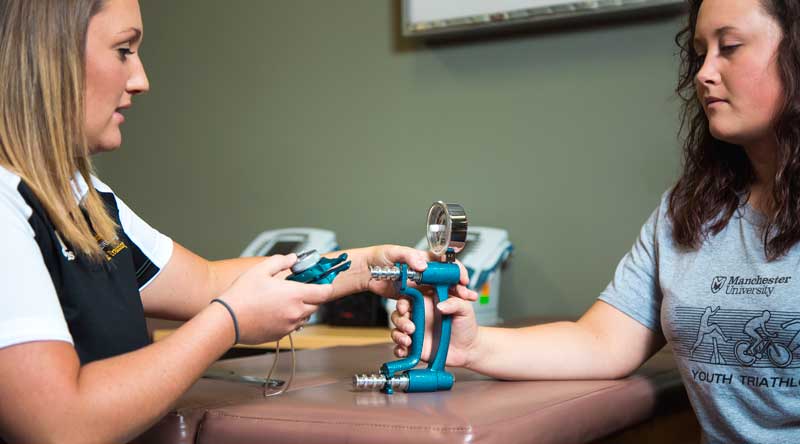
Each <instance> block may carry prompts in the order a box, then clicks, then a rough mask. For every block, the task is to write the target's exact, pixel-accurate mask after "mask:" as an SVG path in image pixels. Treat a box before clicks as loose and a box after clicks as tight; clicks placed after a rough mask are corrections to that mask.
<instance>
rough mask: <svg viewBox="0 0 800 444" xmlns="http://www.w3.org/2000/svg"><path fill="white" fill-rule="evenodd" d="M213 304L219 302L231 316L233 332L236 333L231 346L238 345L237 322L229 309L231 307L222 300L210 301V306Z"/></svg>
mask: <svg viewBox="0 0 800 444" xmlns="http://www.w3.org/2000/svg"><path fill="white" fill-rule="evenodd" d="M214 302H219V303H220V304H222V306H223V307H225V308H227V309H228V313H230V314H231V319H233V330H234V332H236V339H234V340H233V345H236V344H238V343H239V321H237V320H236V314H234V313H233V309H232V308H231V306H230V305H228V303H227V302H225V301H223V300H222V299H217V298H214V299H212V300H211V302H210V304H213V303H214Z"/></svg>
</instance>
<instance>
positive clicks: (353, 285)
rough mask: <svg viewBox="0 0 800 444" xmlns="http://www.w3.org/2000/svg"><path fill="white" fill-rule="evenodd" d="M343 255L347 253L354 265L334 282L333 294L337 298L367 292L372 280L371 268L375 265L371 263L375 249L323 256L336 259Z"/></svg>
mask: <svg viewBox="0 0 800 444" xmlns="http://www.w3.org/2000/svg"><path fill="white" fill-rule="evenodd" d="M342 253H347V256H348V259H349V260H351V261H352V264H351V266H350V269H348V270H347V271H346V272H344V273H341V274H339V275H338V276H337V277H336V280H334V281H333V284H332V285H333V294H334V297H336V298H340V297H343V296H347V295H349V294H353V293H358V292H361V291H366V290H367V284H368V283H369V280H370V272H369V266H370V265H374V264H370V263H369V262H370V260H371V257H372V255H373V253H374V248H373V247H365V248H354V249H350V250H342V251H334V252H332V253H328V254H324V255H323V256H324V257H327V258H335V257H338V256H339V255H341V254H342Z"/></svg>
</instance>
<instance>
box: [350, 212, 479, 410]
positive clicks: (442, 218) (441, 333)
____________
**What is needed**: Reproduce all of the rows above word for word, leaving out the pictures.

**Reply to the task**:
Each <instance> block may carry prompts in the order a box, then clicks, then a rough mask. For every block, the task is to write the target's exact, pixel-accurate mask after "mask:" as an SVG path in image pixels. Treat a box before clicks as loose and a box after clicks as tight; clicks placed after a rough mask are corrections to that mask.
<instance>
rough mask: <svg viewBox="0 0 800 444" xmlns="http://www.w3.org/2000/svg"><path fill="white" fill-rule="evenodd" d="M213 304L219 302L231 316L233 332L236 333L231 346L238 345L237 322L229 309L231 307L222 300L210 301V306Z"/></svg>
mask: <svg viewBox="0 0 800 444" xmlns="http://www.w3.org/2000/svg"><path fill="white" fill-rule="evenodd" d="M214 302H219V303H220V304H222V306H223V307H225V308H227V309H228V313H230V314H231V319H233V330H234V332H236V339H234V340H233V345H236V344H238V343H239V321H237V320H236V314H234V313H233V309H232V308H231V306H230V305H228V303H227V302H225V301H223V300H222V299H217V298H214V299H212V300H211V302H210V304H213V303H214Z"/></svg>
</instance>
<instance>
positive clicks: (353, 285)
rough mask: <svg viewBox="0 0 800 444" xmlns="http://www.w3.org/2000/svg"><path fill="white" fill-rule="evenodd" d="M343 255L347 253L354 265L334 282L333 294L337 298L367 292L372 280L371 268L375 265L371 263L375 249L323 256L336 259Z"/></svg>
mask: <svg viewBox="0 0 800 444" xmlns="http://www.w3.org/2000/svg"><path fill="white" fill-rule="evenodd" d="M342 253H347V256H348V259H349V260H351V261H352V264H351V266H350V269H348V270H347V271H346V272H344V273H341V274H339V275H338V276H337V277H336V280H334V281H333V284H332V285H333V294H334V297H336V298H340V297H343V296H347V295H349V294H353V293H358V292H361V291H366V290H367V284H368V283H369V280H370V272H369V266H370V265H374V264H370V263H369V262H370V260H371V257H372V255H373V253H374V248H373V247H365V248H354V249H350V250H342V251H334V252H332V253H328V254H324V255H323V256H324V257H327V258H335V257H338V256H339V255H341V254H342Z"/></svg>
</instance>
<instance>
box: [350, 212, 479, 410]
positive clicks: (442, 218) (441, 333)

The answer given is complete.